▶ [TO DO]:
Your task is to retype each line of the data below exactly.
** Start of DATASET EXCERPTS **
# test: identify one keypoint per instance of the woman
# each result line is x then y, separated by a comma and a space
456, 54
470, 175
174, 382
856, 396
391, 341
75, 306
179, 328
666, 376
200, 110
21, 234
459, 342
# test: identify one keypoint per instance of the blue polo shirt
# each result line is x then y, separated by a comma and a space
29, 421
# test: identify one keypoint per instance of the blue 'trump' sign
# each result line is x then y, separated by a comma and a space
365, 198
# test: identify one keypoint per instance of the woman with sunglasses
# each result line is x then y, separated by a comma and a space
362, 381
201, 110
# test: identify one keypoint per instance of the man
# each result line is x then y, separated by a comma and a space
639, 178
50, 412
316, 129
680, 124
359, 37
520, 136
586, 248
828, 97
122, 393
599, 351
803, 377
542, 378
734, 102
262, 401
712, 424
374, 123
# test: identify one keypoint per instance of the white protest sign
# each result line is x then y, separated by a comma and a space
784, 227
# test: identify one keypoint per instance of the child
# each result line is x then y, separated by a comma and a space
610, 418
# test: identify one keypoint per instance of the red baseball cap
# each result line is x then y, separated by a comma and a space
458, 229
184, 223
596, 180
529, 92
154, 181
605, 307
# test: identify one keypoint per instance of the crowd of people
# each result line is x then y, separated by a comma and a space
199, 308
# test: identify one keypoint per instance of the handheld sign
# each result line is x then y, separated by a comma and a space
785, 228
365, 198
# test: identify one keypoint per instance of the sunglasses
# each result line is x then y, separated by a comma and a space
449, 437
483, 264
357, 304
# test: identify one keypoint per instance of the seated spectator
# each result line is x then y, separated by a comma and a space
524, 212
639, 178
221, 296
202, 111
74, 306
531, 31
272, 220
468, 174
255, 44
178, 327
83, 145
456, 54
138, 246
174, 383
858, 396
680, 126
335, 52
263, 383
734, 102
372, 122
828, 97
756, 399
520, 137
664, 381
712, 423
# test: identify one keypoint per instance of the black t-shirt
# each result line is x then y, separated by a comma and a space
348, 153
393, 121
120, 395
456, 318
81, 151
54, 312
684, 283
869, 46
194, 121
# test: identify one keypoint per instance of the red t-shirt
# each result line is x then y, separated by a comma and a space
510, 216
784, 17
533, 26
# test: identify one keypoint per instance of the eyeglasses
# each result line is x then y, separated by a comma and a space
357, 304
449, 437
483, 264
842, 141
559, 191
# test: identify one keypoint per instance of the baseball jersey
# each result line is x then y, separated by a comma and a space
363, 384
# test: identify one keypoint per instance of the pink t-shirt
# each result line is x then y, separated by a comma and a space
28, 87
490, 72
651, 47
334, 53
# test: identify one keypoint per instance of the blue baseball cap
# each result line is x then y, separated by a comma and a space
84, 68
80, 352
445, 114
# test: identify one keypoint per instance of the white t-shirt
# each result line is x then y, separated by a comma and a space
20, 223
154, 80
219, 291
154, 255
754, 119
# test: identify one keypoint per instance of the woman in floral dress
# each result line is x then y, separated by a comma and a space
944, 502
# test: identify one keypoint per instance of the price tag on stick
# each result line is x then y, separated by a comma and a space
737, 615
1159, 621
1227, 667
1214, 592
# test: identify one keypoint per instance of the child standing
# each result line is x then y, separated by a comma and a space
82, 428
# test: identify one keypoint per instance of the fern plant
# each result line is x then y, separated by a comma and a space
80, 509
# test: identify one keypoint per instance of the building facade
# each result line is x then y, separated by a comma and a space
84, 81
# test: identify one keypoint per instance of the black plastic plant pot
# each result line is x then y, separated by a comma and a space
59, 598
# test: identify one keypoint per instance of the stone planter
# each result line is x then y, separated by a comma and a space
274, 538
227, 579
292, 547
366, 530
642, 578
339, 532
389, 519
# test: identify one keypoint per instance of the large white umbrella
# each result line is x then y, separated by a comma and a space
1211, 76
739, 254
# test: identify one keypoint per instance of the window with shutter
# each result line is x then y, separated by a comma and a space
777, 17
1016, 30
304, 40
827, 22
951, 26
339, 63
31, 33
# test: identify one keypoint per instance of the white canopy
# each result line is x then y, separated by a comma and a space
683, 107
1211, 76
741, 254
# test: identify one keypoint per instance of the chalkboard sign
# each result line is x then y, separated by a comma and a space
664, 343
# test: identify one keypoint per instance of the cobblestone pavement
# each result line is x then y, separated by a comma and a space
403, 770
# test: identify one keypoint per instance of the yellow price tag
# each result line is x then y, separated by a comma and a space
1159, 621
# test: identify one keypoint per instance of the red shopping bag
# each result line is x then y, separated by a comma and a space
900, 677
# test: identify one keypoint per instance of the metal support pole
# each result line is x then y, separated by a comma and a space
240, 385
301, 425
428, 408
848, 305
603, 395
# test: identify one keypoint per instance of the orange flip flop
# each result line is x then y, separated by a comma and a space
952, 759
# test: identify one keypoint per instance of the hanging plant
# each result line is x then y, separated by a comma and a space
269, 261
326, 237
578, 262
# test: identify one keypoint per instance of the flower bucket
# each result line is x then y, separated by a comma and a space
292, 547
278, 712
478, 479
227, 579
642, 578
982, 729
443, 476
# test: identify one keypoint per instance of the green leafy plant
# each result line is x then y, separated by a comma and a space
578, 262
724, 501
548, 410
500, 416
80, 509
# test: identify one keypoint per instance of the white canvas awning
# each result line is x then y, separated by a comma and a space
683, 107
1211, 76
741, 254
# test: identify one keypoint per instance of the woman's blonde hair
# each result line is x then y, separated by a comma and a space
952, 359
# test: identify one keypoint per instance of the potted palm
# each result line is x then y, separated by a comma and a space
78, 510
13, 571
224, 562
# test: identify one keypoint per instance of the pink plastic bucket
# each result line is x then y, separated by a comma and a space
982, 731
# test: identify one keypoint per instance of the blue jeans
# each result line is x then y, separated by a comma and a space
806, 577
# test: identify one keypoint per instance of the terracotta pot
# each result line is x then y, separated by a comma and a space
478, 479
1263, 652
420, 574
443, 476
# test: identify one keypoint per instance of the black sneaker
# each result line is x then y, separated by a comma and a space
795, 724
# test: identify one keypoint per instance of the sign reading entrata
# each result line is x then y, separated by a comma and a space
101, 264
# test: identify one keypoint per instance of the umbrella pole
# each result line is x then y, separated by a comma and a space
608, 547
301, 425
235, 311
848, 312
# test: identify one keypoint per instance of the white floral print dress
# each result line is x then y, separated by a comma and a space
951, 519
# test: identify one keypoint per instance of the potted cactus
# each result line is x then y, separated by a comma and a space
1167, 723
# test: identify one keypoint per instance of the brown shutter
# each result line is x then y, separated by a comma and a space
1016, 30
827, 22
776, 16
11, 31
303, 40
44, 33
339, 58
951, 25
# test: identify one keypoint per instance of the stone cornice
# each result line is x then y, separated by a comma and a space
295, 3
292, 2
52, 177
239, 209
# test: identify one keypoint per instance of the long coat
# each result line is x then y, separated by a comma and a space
** End of DATASET EXCERPTS **
▶ [SOLVED PROBLEM]:
# test: identify one keypoint per instance of the woman
# each result line is x then y, separated by a comma and a space
456, 54
470, 175
174, 382
856, 396
391, 341
75, 306
179, 328
666, 376
200, 110
21, 234
459, 342
# test: identify one keypoint per instance of the blue polo shirt
# each result line is x then y, separated by a comma and a space
29, 421
# test: identify one keypoint per instance of the blue 'trump' sign
# each result line is x then y, separated by a comma and a space
365, 198
# test: identify one keypoint per instance of the woman with sunglasses
# each result line is x then y, separated by a comma and a space
362, 381
201, 110
# test: identify one keypoint per instance of the man
# each result line is x then y, separated by a comma and a space
639, 178
50, 412
316, 129
680, 124
359, 37
520, 136
586, 248
828, 97
122, 393
599, 351
803, 377
542, 378
734, 102
262, 401
712, 424
374, 123
# test: identify one keypoint per instance of the white protest sign
# each result line is x then y, separated by a comma and a space
784, 227
# test: identify one keypoint per instance of the child
# each result line is x then y, separated by a comma and a space
610, 418
# test: identify one keypoint per instance of the red baseball cap
# each result line is x then y, separated by a comma and a space
458, 229
184, 223
596, 180
529, 92
154, 181
605, 307
# test: identify one keypoint per instance of the crowd of people
# each result line is x then y, separated by a comma and a space
199, 308
# test: identify one keypoint per instance of the handheld sign
# each result line is x then y, separated by a comma and a space
785, 228
365, 198
# test: identify one keypoint per instance of the sunglasses
# each result line is x then y, separated by a comma and a space
449, 437
483, 264
357, 304
# test: identify one keypoint per instance of the seated spectator
# each result line is x then y, separated by a comma and a space
524, 212
639, 178
221, 296
202, 111
74, 306
531, 31
272, 220
468, 174
255, 44
178, 327
83, 145
456, 54
138, 246
174, 383
858, 396
680, 126
335, 52
263, 383
734, 102
372, 122
828, 97
756, 399
520, 137
664, 381
712, 423
# test: identify one keypoint per instance of the black t-shirt
# each result line is x then y, separated by a comma and a space
348, 153
393, 121
120, 395
456, 318
81, 151
54, 312
684, 283
869, 46
194, 121
# test: identify one keypoint per instance of the red t-shirt
# each result line is x then y, separated by a comma and a space
510, 216
784, 17
533, 26
# test: identify one keypoint per instance of the eyeglasses
# each result line is x then y, separated by a comma and a space
357, 304
449, 437
483, 264
842, 141
559, 191
# test: identify one keypoint per instance of the baseball jersey
# each result line is x then y, separated by a comma and a space
363, 384
# test: identify one keypoint per instance of the pink t-shirt
# each result line is x then y, separated by a comma and a space
28, 87
490, 72
651, 47
334, 53
# test: identify one keypoint per instance of the blue baseball cap
# each result line is x then y, separated by a comma and a space
84, 68
80, 352
445, 114
# test: identify one keypoint per instance of the white t-shirt
# each result line is x then y, separated by a comma and a space
20, 223
154, 80
219, 291
154, 255
754, 119
# test: identify one keypoint per instance of the woman in floral dress
# each result line is x then y, separated by a comma and a space
944, 502
# test: identify one keypoint per instance of the price tag on stick
# each result line is x then y, separated by a comma and a space
737, 615
1159, 621
1227, 667
1214, 592
# test: identify one keypoint per instance of the child standing
# each result line is x then y, separated by a comma and a space
82, 428
# test: identify one keypoint per instance of the fern plant
# each result line is x then y, separated by a comma and a space
80, 509
# test: identify one keypoint per instance of the building facade
# each result line is x then y, separated by a comma and a space
84, 81
# test: identify one keypoint per instance of the black plastic plant pot
# each result line is x then y, separated by a comma and a space
59, 598
# test: identify one keypoint per instance of the stone planter
# each result line is x then y, separated by a comma and a space
274, 538
227, 579
292, 547
366, 530
642, 578
339, 532
389, 519
# test: identify one keypoint per instance of the large white umbrella
# each result line is x then y, separated by a comma and a space
1211, 76
739, 254
# test: identify one keypoint per instance of the window with shutter
# each result line is x then y, separated by a comma and a space
777, 17
1016, 30
304, 40
827, 22
951, 26
339, 63
31, 33
# test: identify one keypoint per instance of the white canopy
# each result line is x then y, separated by a comma and a space
683, 107
1211, 76
741, 254
# test: identify one keypoint per instance of the chalkboard sign
# each result line is x then y, separated by a comma and a space
664, 343
# test: identify one keypoint per instance of the cobblestone pavement
# each result line is x then y, separated by a comma and a space
403, 770
# test: identify one keypoint per instance of the yellow price tag
# each result line is x then y, separated by a comma and a space
1159, 621
# test: identify one keypoint per instance of the red shopping bag
# each result line is x then y, separated by a comma and a space
900, 677
# test: identify one keypoint per instance of the metal support pole
# each result line is x then y, separated by a comma and a space
240, 385
301, 425
428, 408
848, 305
603, 395
# test: identify one keypoint per instance of the orange flip flop
# each result line is x then y, separated by a comma and a space
952, 759
# test: identify one keypoint per instance of the hanging plant
# each result line is x then y, separated by a comma and a space
269, 261
326, 237
578, 262
# test: identify one keypoint per instance of the flower bucket
# each result line is x then y, separated by a comma and a space
292, 547
278, 712
478, 479
227, 579
642, 578
982, 729
443, 476
# test: identify one keypoint per instance of the green leafy plant
# each result line is x then y, separated by a comma and a space
578, 262
724, 501
548, 410
500, 416
80, 509
# test: identify one keypoint per instance of the white canvas awning
# each result line is x then y, separated by a comma and a space
683, 107
1211, 76
741, 254
# test: identify one keypoint per instance of the woman's blonde hair
# each result line is x then y, separated by a comma and a space
952, 359
# test: identify one keypoint per instance of the potted palm
# each result line is x then y, separated by a comma and a space
78, 510
13, 571
224, 562
# test: identify one keypoint per instance of the pink plastic bucket
# each result line is x then y, separated by a comma and a space
982, 731
# test: identify one keypoint per instance of the blue jeans
# each result line is x then y, separated by a comma and a space
806, 577
# test: identify one keypoint per instance of the terracotta pot
# each result line is x then y, separated by a comma and a space
478, 479
1263, 652
420, 574
443, 476
# test: identify one keypoint per instance of the black sneaker
# each result line is x then y, separated by a comma and a space
795, 724
# test: identify one keypoint per instance of the sign reading entrata
# each result line is x then y, separated by a comma and a space
101, 264
# test: identify one keypoint per instance of the umbrella pole
# each result line is x then y, separated by a comma and a space
608, 547
301, 425
235, 311
848, 312
# test: identify one keypoint per instance of the white floral print dress
# each result line is x then y, separated by a comma and a space
951, 519
# test: identify one keypoint per instance of the potted cactus
# each result line is x then y, separated by a comma and a space
1167, 723
# test: identify one keypoint per instance of the brown shutter
# each result line is x then y, separated by a comma and a space
1016, 30
827, 22
776, 16
11, 31
303, 40
44, 33
339, 58
951, 25
# test: identify one keypoint per instance of the stone cornice
# each result line is x then y, separated by a comma and a space
295, 3
292, 2
52, 177
239, 209
# test: identify one keypoint per instance of the long coat
# each result line is x then y, separated by a comma and a space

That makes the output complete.